◆ Problemi:
a: Nel brano sul matrimonio, prendi il passo che comincia con "Il Matrimonio" e prosegue fino a "o un conoscente).". Rinomina "pretendente" in "corteggiatore" e riporta il passo così modificato.
b: Scrivi il seguito del brano sul matrimonio, riprendendo subito dopo la sua ultima frase.

◆ Brano da leggere:
----

Il Matrimonio

Il primo incontro: il fidanzamento
Solitamente era la famiglia che prendeva i primi accordi, infatti i giovani spesso non si conoscevano.
Il giovane pretendente non appena raggiungeva l' età adulta informava la sua famiglia del suo desiderio di sposarsi con una ragazza del suo paese che fosse della sua stessa classe sociale. A questo punto erano i genitori che si preoccupavano di ingaggiare una persona di loro fiducia (poteva essere un parente o un conoscente).
Questa persona era chiamata "Su Trattadore" che doveva occuparsi di andare a casa della famiglia di lei per proporre le felici intenzioni.
"Su Trattadore" con tatto e delicatezza dialogava del più e del meno, solitamente del mondo agropastorale, poi si informava se "s' aiana" (la giovane nubile) fosse libera da ogni impegno sentimentale e di conseguenza accettasse un matrimonio col figlio dell' amico o del parente che l' aveva mandato.

----

◆ Dati forniti:
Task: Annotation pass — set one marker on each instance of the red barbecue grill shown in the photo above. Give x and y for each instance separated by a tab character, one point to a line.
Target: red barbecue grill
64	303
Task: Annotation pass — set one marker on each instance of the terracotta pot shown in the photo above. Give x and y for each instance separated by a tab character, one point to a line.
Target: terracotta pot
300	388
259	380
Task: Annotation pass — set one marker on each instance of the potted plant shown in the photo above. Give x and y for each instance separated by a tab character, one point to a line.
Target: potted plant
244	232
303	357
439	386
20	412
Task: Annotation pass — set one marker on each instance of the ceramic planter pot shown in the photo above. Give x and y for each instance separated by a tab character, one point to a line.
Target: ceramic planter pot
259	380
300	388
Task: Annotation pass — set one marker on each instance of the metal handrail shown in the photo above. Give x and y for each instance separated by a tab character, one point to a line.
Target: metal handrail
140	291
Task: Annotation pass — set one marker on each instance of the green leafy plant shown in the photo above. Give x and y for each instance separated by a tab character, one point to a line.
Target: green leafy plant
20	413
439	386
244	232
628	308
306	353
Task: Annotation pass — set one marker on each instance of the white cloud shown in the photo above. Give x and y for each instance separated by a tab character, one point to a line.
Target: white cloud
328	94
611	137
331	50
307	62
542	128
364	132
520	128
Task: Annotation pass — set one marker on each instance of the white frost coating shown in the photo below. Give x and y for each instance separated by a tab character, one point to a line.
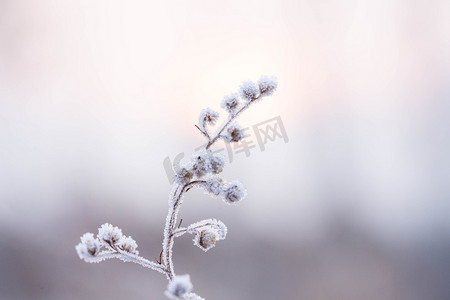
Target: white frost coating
183	175
109	234
206	239
204	162
200	163
267	85
127	244
249	90
214	185
179	286
89	246
234	192
216	163
214	224
207	117
111	243
231	103
233	133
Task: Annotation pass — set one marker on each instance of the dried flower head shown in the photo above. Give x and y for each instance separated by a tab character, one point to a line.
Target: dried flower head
200	163
89	246
234	133
109	234
183	176
267	85
211	224
249	90
208	116
216	163
206	239
111	243
179	286
234	192
231	103
214	185
127	244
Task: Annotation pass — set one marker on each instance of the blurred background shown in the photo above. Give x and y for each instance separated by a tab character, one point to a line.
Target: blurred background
96	95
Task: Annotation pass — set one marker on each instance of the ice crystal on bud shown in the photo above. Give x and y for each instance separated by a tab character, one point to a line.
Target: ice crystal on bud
208	117
209	224
204	162
234	133
206	239
109	234
214	185
216	163
183	176
231	103
111	243
179	286
200	163
267	85
127	244
89	246
234	192
249	90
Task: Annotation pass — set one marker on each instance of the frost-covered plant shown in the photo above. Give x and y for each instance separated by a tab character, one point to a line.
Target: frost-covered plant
202	172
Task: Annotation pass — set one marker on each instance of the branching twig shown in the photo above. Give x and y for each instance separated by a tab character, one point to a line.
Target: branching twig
204	164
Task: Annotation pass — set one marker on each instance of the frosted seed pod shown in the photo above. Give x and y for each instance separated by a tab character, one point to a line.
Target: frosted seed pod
249	90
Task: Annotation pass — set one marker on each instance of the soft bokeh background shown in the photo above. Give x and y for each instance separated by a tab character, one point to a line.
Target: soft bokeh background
94	95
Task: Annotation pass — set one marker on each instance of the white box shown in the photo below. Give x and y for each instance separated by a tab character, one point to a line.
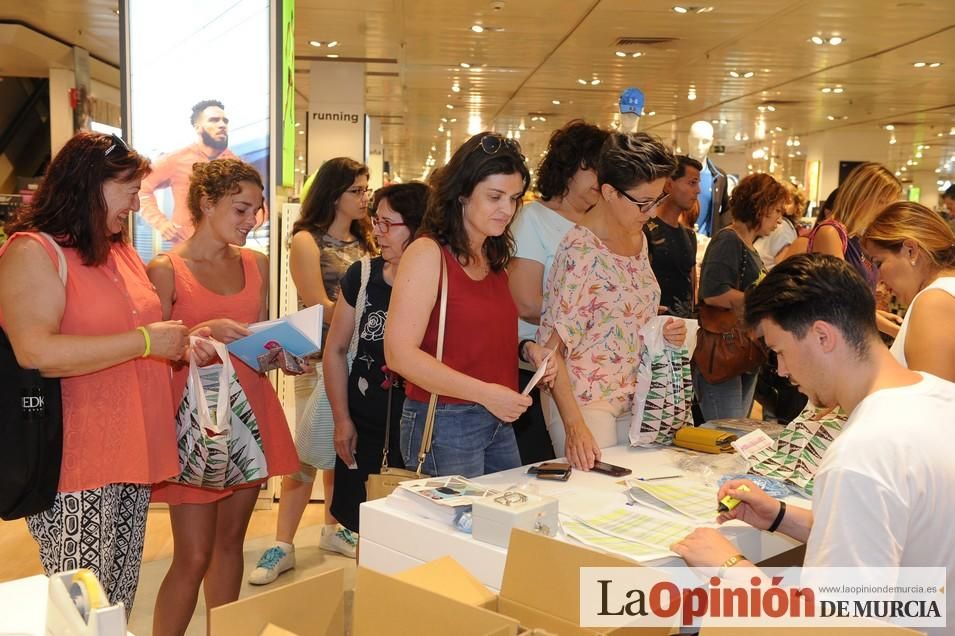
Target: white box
494	517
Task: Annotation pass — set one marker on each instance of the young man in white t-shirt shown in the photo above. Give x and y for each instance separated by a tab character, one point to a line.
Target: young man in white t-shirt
883	493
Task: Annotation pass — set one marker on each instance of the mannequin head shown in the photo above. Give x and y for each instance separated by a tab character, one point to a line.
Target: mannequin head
700	140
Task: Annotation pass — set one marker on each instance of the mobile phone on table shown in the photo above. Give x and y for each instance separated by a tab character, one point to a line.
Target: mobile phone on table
558	471
610	469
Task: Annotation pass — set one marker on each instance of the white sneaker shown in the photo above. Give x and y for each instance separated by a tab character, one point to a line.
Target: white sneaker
343	541
273	562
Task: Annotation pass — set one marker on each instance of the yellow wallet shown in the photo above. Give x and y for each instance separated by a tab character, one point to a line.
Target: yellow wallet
704	440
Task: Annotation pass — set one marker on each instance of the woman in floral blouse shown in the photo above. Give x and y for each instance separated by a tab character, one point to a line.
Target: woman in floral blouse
601	291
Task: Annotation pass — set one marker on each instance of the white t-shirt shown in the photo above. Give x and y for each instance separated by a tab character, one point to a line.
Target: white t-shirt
883	493
537	232
898	346
769	246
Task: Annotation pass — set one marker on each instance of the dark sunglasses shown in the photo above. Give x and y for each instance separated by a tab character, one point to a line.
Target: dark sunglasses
492	143
119	144
643	206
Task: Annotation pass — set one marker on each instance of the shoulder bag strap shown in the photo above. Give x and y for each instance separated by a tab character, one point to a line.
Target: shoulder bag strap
359	308
60	257
433	403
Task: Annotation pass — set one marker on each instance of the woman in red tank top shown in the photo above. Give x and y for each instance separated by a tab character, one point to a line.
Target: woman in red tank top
474	199
211	283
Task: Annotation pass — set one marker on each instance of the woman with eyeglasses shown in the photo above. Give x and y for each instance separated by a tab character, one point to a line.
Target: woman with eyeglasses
369	397
103	333
601	290
466	227
211	281
332	232
730	266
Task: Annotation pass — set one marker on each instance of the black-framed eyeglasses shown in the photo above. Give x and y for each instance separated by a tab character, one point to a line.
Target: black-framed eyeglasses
119	144
643	206
384	225
359	192
492	143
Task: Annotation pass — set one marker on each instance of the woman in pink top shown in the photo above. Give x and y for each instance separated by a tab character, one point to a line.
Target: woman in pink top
210	282
105	336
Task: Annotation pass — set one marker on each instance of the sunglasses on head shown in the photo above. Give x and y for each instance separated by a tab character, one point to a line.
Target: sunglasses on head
492	143
117	145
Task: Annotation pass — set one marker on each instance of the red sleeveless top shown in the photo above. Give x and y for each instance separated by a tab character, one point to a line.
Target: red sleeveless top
480	333
196	304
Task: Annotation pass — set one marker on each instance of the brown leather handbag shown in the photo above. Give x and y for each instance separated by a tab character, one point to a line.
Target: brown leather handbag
725	348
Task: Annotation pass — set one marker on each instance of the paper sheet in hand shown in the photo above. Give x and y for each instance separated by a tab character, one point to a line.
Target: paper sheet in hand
541	370
298	335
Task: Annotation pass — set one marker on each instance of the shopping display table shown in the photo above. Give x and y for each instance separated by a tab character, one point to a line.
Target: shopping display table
393	539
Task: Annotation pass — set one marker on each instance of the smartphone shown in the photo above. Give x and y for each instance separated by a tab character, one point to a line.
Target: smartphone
610	469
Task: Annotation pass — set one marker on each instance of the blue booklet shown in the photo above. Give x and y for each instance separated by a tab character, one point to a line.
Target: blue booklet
281	343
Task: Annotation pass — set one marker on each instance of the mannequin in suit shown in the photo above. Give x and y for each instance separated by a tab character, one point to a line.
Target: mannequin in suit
714	185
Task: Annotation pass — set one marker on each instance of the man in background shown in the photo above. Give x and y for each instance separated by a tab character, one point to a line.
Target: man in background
672	246
174	169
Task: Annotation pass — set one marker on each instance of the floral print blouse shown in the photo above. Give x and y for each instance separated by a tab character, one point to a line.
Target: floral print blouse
597	302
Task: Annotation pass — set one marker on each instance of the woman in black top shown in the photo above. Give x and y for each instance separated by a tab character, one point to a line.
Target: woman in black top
730	266
362	398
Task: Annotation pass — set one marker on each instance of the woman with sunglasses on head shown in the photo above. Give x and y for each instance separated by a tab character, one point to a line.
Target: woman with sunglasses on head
466	232
913	249
601	291
103	333
369	397
730	266
567	182
331	233
210	281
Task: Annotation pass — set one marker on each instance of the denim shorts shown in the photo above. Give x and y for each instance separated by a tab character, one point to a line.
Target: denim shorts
467	440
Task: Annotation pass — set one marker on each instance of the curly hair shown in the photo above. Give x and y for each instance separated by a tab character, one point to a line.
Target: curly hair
575	146
69	203
629	160
318	207
215	179
755	197
469	166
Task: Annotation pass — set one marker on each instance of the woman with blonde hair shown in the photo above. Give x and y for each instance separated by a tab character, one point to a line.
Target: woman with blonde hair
913	249
865	192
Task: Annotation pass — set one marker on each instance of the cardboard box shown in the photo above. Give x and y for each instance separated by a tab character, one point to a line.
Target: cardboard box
541	586
447	577
386	605
283	607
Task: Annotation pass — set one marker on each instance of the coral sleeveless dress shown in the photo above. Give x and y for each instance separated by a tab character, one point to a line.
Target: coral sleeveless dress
196	304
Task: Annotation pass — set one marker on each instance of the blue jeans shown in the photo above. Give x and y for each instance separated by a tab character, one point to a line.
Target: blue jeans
467	440
732	398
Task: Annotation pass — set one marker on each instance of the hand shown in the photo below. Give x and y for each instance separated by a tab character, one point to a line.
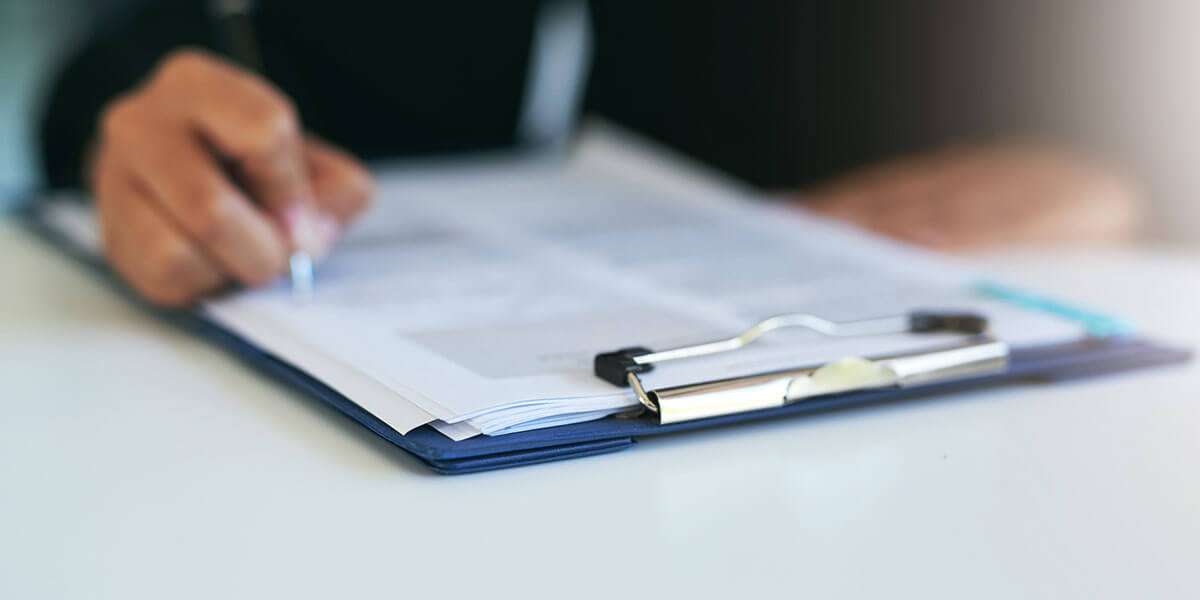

----

◆ Risposte per esercizio:
a:
Il Matrimonio

Il primo incontro: il fidanzamento
Solitamente era la famiglia che prendeva i primi accordi, infatti i giovani spesso non si conoscevano.
Il giovane corteggiatore non appena raggiungeva l' età adulta informava la sua famiglia del suo desiderio di sposarsi con una ragazza del suo paese che fosse della sua stessa classe sociale. A questo punto erano i genitori che si preoccupavano di ingaggiare una persona di loro fiducia (poteva essere un parente o un conoscente).

b:
La risposta non veniva data subito poiché questa richiedeva la consulta ed il successivo consenso di tutti i familiari, quindi si invitava "su trattadore" a ripresentarsi entro un termine stabilito. Se tutto procedeva nel migliore dei modi, cioè col consenso dei genitori, alla prima importante richiesta seguiva la seconda ufficiale da parte de "SOS MANNOS" del giovane, che avveniva a casa della ragazza in un giorno prefestivo per via del lavoro, con amici e parenti intimi.
Il padre della sposa chiedeva:
"ITE CHE FAGHET CUSTA ZENTE IN DOMO MIA?"
e gli altri rispondevano:
"HAMUS ISCHIDU CHI CH' AZIS UNA COLUMBA, CA NOIS HAMUS UNU LIZU. "
La richiesta poteva avvenire anche nel seguente modo:
"A SI PODEDE INTRADE? A NDE ISPETAIZIS DE ISTRANZOS?"
Allora i parenti della sposa rispondevano:
"E LAITE NO! BONA NOTTE."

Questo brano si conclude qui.